──────── Text
Translation by Tomás Dinges

Carmen Boullosa, the Mexican novelist, poet and playwright, lives in central Brooklyn. A student of Juan Rulfo, she is now a professor at the City College, a host of the CUNY TV program New York; she has also been a fellow at New York Public Library and the Guggenheim Foundation. Boullosa’s Brooklyn house and neighborhood provide the setting for her new fantastic novel, La Novela Perfecta.

I read the last page of La Novela Perfecta on the subway on the way to her house. The story ends as all the characters from different moments of their fictional lives reappear at the same moment, mad and violent. In real life, it’s raining when I reach the brownstone, which is located next to that of the main character in the novel. Carmen opens the door.

One step inside and I recognize some details of the house, just as moments before I had recognized the street and its surroundings. I fear that I will meet characters who behave as those which one encounters at the end of the story. But this is reality and Vértiz, the protagonist, and Boullosa, the author, do not seem alike, despite being both Mexican and writers.

Vértiz is idle and from a comfortable background. It has been years since he has written a line. He lives off his wife, a successful lawyer, and spends his days comparing every little thing with Mexico. A provincial man at heart, he is obstinately anchored to his language as the ultimate redoubt of his identity.

The neighbor, an inventor, makes him an offer that a lazy writer can’t refuse: software that will permit for the realization of a book which he has been ruminating about for years, and have it be exactly as his imagination has perceived it, without words or effort. Instead of being read, this apparently perfect novel will be felt, smelled, seen and touched, and it will even arrive to the consciousness processed, previously digested, without any possibility for interpretation.

This attitude is roundly scorned and criticized by the real author. “It is an irresponsible belief to think that a book is just a product for consumption and not a secret weapon which obliges the reader to take an extreme position. But, this writer—Vértiz—doesn’t believe in literature,” comments Boullosa from the quiet of her home.

New Brooklyn Fables

Boullosa says that La Novela Perfecta is an homage to the neighborhood where she has lived for two years, as well as to the “heroes” of her youth, the Argentineans Bioy Casares and Jorge Luis Borges, the foremost exponents of Latin American fantastic literature. “This is my Brooklyn novel. This neighborhood fascinates me as an almost prototypical city, with people from all over the world living together in a small place,” explains Boullosa, whose previous novels include Antes and La Otra Mano de Lepanto. “I’m right next to a mosque, and nearby stores with Al-Jazeera propaganda as well as Jewish shoe repair shops. These are cultures that are obliged to make a pact of coexistence. When one takes the subway in Brooklyn you reach another space, marked by different limits, because there is always a border zone with other cultures.”
────────────────
──────── Data rows
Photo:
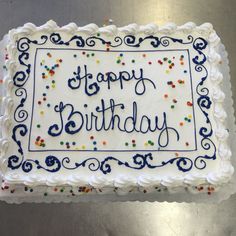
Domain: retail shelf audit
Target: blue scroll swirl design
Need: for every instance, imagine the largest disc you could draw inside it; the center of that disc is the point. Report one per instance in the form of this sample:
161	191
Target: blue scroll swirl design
140	161
20	114
204	103
14	161
23	45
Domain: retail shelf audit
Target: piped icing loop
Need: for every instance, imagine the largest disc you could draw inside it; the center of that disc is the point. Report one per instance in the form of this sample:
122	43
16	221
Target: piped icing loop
205	28
89	29
149	29
130	29
124	182
194	179
218	95
224	152
29	28
71	28
174	181
219	113
169	28
49	27
148	181
216	76
99	182
109	30
188	27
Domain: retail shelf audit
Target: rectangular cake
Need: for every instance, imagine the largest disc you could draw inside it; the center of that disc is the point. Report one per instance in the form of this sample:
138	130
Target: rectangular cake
90	110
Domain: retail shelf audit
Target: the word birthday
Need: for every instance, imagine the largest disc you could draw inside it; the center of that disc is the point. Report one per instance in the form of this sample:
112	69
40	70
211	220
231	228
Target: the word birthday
106	117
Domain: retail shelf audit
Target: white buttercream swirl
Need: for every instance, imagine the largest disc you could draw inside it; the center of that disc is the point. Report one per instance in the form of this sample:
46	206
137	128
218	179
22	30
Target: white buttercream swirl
99	182
148	181
124	182
218	95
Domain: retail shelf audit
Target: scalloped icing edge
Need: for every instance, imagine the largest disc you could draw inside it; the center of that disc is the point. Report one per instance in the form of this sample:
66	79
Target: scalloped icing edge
217	178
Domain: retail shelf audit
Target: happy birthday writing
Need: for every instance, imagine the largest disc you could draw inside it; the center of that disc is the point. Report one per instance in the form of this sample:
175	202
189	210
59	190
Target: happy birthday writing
106	115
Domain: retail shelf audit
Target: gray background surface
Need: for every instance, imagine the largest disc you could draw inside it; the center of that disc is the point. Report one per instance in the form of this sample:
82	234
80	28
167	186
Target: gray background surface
138	219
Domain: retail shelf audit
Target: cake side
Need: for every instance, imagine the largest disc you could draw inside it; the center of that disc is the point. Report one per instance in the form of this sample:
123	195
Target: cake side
216	176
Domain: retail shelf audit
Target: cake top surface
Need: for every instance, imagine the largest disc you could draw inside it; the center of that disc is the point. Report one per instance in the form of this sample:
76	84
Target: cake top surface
113	106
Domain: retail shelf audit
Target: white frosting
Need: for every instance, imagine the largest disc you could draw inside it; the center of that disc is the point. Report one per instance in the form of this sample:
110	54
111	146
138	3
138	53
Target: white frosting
222	175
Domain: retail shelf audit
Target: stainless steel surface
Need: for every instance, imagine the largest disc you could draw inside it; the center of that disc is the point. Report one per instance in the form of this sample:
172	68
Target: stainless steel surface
138	219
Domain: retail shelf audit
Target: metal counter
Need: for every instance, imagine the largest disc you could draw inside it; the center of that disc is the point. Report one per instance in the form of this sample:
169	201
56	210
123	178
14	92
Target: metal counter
132	219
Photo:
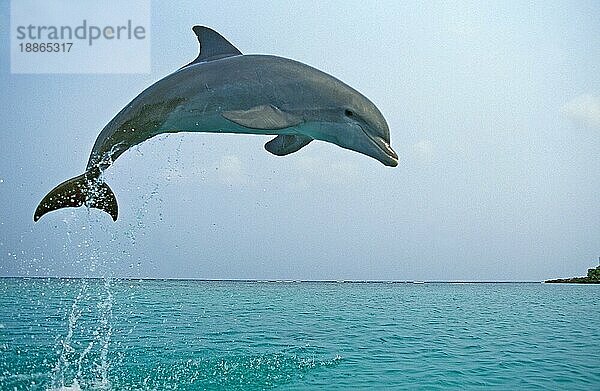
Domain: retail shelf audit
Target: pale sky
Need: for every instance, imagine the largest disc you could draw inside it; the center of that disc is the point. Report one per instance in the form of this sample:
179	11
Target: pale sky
494	111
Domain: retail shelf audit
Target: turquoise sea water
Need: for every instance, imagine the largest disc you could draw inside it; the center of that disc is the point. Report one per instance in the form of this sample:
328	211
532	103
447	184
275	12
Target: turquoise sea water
187	335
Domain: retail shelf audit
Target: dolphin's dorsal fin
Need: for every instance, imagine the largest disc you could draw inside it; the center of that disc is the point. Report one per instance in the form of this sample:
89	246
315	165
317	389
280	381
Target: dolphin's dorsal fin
212	46
262	117
284	144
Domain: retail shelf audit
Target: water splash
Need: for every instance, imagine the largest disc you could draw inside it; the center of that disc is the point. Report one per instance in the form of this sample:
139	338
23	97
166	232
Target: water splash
105	308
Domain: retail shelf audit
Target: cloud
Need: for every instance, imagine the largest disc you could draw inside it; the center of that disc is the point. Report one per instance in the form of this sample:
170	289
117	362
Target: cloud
584	109
423	151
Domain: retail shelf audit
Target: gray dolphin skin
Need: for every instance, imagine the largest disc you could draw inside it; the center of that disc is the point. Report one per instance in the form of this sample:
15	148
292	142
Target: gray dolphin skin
223	91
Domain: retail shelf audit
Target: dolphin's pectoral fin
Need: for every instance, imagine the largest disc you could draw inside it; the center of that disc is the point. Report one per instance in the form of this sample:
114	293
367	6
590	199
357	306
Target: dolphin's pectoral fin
212	46
262	117
84	189
284	144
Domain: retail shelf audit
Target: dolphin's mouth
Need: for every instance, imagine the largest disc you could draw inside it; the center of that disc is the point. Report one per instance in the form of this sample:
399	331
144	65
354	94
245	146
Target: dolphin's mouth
391	157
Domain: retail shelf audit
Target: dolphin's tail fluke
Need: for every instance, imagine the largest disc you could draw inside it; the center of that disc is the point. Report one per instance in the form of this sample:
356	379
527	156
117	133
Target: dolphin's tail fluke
86	189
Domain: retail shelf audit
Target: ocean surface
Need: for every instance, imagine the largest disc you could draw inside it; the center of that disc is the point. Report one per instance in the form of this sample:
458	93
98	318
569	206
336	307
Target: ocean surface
78	334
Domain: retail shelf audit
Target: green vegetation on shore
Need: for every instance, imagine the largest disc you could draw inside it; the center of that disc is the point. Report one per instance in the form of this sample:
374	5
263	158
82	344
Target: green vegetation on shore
593	277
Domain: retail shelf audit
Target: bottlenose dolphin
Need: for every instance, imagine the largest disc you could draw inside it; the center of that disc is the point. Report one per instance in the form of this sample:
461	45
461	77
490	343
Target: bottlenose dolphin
223	91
────────────────
_The exercise_
Write the next part of the article on Carmen Boullosa, picking up after its final paragraph. These entries bear no relation to the article on Carmen Boullosa.

_Result of this task_
“Brooklyn’s rhythm is different from Manhattan’s. It’s hard and intense, difficult and with enormous inequality,” Boulossa says. On the periphery of the scene—both in reality and in the novel—are Mexican immigrants, who speak with the novel’s protagonist when he roams about the neighborhood. Vértiz doesn’t stop to reflect on their situation because of his lack of social conscience and any knowledge about the real labor situation of those who have recently arrived. “It’s a depressing portrayal of immigration, not one of success. The immigrant is not a voluntary traveler, he or she is here to fill the pockets of their family in Mexico,” Boullosa explains.

This is not the case for Vértiz, nor for Boullosa. “I am a travelling writer who leaves the margins of her culture for nourishment and in order to see herself through the eyes of another. Despite this, in my youth I had decided that I’d never change my Mexico City for anything else in the world,” she says. She begins to list the reasons why she thinks that Mexico City in the sixties was such a wonderful environment for the development of intellectuals and artists.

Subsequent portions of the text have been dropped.